◆ WHAT IS ASKED ◆
Repeat each record below exactly, dropping the pictures.

▼▼▼

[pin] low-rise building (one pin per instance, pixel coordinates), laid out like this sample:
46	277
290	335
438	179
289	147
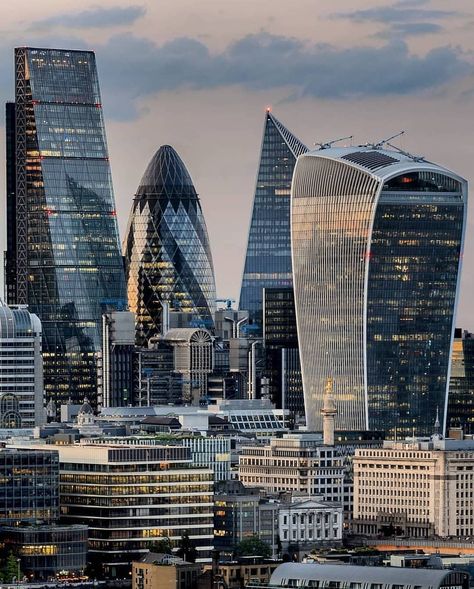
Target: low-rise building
294	463
417	488
240	513
305	523
360	577
163	571
47	551
131	496
29	515
244	571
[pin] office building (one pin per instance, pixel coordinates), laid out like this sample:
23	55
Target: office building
359	577
294	463
193	356
64	254
461	383
281	355
166	248
29	513
415	488
21	369
241	513
305	522
268	258
48	551
131	496
164	571
377	239
156	381
250	571
115	380
29	493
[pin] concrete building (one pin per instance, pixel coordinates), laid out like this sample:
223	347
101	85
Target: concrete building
211	452
461	383
29	515
360	577
115	377
156	381
240	513
294	463
304	523
163	571
245	572
132	496
417	488
193	358
29	493
21	369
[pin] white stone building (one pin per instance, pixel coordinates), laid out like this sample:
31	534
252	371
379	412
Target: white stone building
417	488
294	463
309	522
21	369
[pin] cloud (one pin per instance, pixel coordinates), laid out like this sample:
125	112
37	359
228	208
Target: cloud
133	68
93	18
410	30
404	18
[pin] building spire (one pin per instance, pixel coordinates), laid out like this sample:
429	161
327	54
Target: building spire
437	424
328	412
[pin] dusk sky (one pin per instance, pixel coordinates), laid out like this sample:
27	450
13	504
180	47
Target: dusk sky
198	75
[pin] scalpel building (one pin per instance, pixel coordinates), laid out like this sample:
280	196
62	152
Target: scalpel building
268	258
377	240
63	254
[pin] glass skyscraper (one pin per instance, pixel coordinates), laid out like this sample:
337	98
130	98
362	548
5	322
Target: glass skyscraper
166	248
377	238
63	257
268	259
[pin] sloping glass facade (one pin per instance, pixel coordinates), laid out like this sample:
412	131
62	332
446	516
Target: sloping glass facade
376	252
68	264
167	253
268	259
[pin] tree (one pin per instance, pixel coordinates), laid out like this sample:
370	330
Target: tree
11	569
186	548
162	546
253	546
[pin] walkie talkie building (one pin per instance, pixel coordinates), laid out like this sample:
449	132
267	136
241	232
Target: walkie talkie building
63	257
377	241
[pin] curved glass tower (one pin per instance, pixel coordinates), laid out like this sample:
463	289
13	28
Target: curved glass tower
166	248
376	239
268	259
63	256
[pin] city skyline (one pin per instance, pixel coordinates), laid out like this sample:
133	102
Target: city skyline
431	95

▲▲▲

◆ RESULT ◆
[pin] low-rise building (one pin per instance, pixel coordinates), laid out like this sample:
46	277
290	335
438	179
289	147
Target: low-rise building
294	463
417	488
240	513
305	523
360	577
163	571
47	551
131	496
29	515
244	571
[pin] office building (one pin per instance, pixel coordinates), laid out like this sample:
23	55
Target: office building
359	577
294	463
193	356
64	254
461	383
281	355
166	248
29	513
415	488
21	369
241	513
305	522
268	258
48	551
131	496
164	571
377	239
156	381
250	571
115	380
29	493
[pin] concrete building (one pin per instance, pixel coordinates), laid out like this sample:
223	347
101	85
Target: concrete building
211	452
461	383
29	515
360	577
115	377
156	381
240	513
294	463
304	523
163	571
245	572
132	496
417	488
193	358
29	493
21	369
[pin] white stone building (one pin per instance, pixel coordinates), laid out like this sample:
31	534
252	371
379	412
Target: white stone building
417	488
294	463
309	522
21	369
[pin] cloud (one pin per instance, pixel coordinates), laid out like this sample:
125	112
37	359
228	208
Target: cloud
133	68
93	18
410	30
404	18
[pin] building spire (one pin per instance, pixel coordinates), laid out like this sample:
429	161
327	54
Target: building spire
437	424
328	412
[pin] dusk sky (one pin per instance, pixel coordinates), laid out like this sample:
27	450
13	504
180	47
Target: dusk sky
198	75
[pin] scalpel building (one pin per instance, pixel coordinates), laid out like this sample:
280	196
62	152
Target: scalpel building
268	258
377	240
63	254
[pin] glass skyscraper (one pin per instance, pixel coordinates), laid out like this sample:
337	98
130	98
362	548
5	322
Target: glass skyscraper
166	248
377	238
63	257
268	259
[pin] sloping glass facade (one pin per instance, pixel coordinates), laid out like this sample:
412	131
62	332
446	516
Target: sloping glass facade
376	252
68	264
167	253
268	259
[pin] tree (one pin per instance, pixel coordinates), laid out like this sample:
370	330
Target: tree
11	569
186	548
162	546
253	546
[pin] walkie talkie building (one pin per instance, pixel coordinates), laid out like this sample:
449	132
267	136
241	232
Target: walkie talkie building
63	257
377	241
[pin] curved glass tower (one pin per instance, pixel coordinates), laid out like this sample:
463	289
13	28
Target: curved glass tower
166	248
376	239
268	259
63	256
[pin] city skyline (one pin per instance, pixel coordinates), laid out like this sample:
133	102
Target: city skyline
431	95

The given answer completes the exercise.